Once an Agenda is adopted, or forced upon an organization, it’s a short step to the total politicization that has destroyed the credibility of many venerable groups. I used to belong to Amnesty International because I thought they did good work. Some time ago they became politicized, and when I found the U.S. on their list of top ten Human Rights Violators, I ceased my free association with that organization. They had lost their credibility with me, but that was okay with them because they were getting their donations elsewhere. Unfortunately, to me, it made their other good work suspect as well.

Look, folks, the USA PATRIOT Act is bad law. It’s got a few kernels of good that the law enforcement sector has wanted, and needed, for decades. It was passed at the height of passion, following the worst attack on America in over fifty years, and it is sunsetted. Democrats voted for it in similar proportions to Republicans. Most thinking people recognize it as a danger if it is misused. It should not be extended. I would vote to renounce it in any forum but this one.

But most of those that have adopted opposition to it as their Agenda don’t care about that. Anti-PATRIOT Act groups are filled with the type of activists who merely see a slam-dunk opportunity to bash the current administration (even though members of the previous one admit that they would have passed it, too, if they thought they could have gotten away with it). If these activists were truly concerned about imminent attacks on the civil liberties of Esteroids, why not propose a resolution stating that the Ester Community Association respects the U.S. Constitution, the Bill of Rights, and the Alaska Constitution above all other laws promulgated by Man. The answer, of course, is because that type of positive activism doesn’t suit their Agenda of petty W-bashing. Their transparent abandonment of the common good in pursuit of short-term political goal scoring was apparent to anyone who read the “ECA Resolutions” as they were first submitted, and rightly tabled until the fall meeting by the general membership.

* * *

▶ **Exercise goal**: For each statement, say whether it agrees with the text on the USA PATRIOT Act above, answering yes or no and quoting the deciding words. (a) The writer left Amnesty International after seeing the U.S. on its list of top ten Human Rights Violators. (b) Democrats voted for the act in far smaller proportions than Republicans. (c) The "ECA Resolutions" were tabled until the fall meeting.

* * *

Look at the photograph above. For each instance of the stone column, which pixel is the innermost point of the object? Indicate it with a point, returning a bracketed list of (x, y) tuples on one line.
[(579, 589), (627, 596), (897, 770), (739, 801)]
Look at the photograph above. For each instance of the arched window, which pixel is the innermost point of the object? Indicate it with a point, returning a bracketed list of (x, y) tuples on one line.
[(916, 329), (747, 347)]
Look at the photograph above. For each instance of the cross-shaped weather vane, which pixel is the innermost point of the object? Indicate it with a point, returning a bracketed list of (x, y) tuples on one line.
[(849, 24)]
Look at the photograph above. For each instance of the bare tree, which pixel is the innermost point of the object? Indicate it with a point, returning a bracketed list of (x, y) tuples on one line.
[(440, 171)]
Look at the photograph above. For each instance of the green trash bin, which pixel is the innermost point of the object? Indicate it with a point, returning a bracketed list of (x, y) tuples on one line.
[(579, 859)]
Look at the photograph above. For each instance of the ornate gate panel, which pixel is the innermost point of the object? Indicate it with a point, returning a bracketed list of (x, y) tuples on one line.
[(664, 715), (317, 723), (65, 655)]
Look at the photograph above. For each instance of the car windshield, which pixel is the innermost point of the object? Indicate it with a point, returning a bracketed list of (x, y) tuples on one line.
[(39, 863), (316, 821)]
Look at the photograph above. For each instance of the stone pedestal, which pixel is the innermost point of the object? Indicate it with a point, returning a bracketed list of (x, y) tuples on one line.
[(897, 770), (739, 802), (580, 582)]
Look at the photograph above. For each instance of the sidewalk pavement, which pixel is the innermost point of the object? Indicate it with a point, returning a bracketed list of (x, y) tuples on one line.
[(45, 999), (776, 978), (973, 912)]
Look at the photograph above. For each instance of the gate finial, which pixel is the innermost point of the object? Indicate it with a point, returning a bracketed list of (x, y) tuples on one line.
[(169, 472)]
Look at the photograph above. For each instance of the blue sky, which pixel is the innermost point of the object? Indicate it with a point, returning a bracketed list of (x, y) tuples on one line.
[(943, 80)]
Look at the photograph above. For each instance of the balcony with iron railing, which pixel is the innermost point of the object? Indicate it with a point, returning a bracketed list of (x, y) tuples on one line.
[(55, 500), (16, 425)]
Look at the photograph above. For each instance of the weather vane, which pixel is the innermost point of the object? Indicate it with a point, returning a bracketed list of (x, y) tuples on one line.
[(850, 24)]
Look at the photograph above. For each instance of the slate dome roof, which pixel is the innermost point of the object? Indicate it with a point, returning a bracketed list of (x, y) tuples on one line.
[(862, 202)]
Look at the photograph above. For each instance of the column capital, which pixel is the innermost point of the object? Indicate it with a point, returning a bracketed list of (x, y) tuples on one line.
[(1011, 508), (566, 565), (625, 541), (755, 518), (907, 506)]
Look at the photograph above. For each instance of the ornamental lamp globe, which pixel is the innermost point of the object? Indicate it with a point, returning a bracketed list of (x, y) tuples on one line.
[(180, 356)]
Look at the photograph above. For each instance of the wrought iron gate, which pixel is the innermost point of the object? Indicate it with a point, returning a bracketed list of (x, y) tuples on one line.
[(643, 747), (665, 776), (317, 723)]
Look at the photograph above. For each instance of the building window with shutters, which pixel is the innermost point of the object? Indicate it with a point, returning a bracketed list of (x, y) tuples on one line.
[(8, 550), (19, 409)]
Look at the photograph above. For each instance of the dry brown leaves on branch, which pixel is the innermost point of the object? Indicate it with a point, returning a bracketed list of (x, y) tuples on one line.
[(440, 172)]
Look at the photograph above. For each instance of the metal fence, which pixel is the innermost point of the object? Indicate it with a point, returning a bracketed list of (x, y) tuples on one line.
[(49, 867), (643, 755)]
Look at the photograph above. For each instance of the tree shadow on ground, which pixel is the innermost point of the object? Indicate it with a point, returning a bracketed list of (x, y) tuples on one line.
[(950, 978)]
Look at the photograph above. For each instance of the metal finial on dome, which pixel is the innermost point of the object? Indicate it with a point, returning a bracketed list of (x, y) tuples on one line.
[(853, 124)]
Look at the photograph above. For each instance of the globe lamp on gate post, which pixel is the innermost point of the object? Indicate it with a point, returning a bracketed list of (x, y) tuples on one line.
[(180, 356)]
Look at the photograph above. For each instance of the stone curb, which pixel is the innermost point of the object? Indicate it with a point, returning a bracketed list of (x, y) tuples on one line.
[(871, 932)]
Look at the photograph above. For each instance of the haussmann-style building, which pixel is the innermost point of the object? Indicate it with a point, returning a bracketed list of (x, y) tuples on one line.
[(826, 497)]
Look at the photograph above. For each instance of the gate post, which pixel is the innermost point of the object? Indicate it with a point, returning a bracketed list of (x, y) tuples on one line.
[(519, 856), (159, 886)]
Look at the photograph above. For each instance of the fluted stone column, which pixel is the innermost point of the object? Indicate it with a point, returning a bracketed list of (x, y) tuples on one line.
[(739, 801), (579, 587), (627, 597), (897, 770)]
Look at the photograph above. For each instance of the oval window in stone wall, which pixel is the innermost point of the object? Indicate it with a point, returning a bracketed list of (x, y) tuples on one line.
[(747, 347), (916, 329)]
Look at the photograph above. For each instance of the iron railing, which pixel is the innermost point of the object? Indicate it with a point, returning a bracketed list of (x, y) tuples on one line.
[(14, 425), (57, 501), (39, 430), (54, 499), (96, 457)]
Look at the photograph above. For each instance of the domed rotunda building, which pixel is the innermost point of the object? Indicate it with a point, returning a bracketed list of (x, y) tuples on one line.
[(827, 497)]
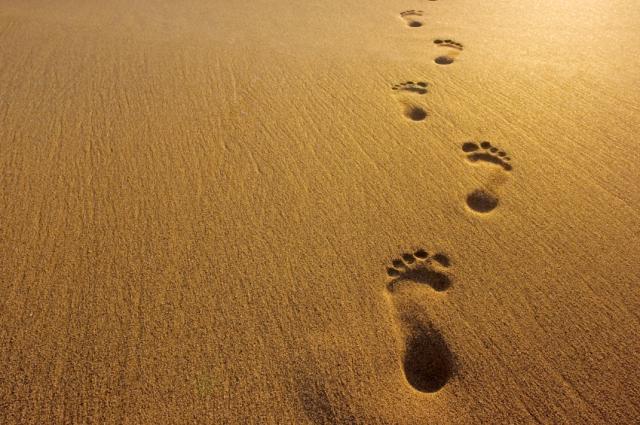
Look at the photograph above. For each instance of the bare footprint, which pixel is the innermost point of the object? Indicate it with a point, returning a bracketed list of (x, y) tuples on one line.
[(419, 87), (412, 111), (412, 18), (427, 362), (454, 48), (485, 200), (486, 153)]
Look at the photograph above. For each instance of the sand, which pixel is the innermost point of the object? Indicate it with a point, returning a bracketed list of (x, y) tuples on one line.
[(205, 207)]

* * *

▶ **Exercise result**:
(a) Yes: "when I found the U.S. on their list of top ten Human Rights Violators, I ceased my free association with that organization."
(b) No: "Democrats voted for it in similar proportions to Republicans."
(c) Yes: "rightly tabled until the fall meeting by the general membership."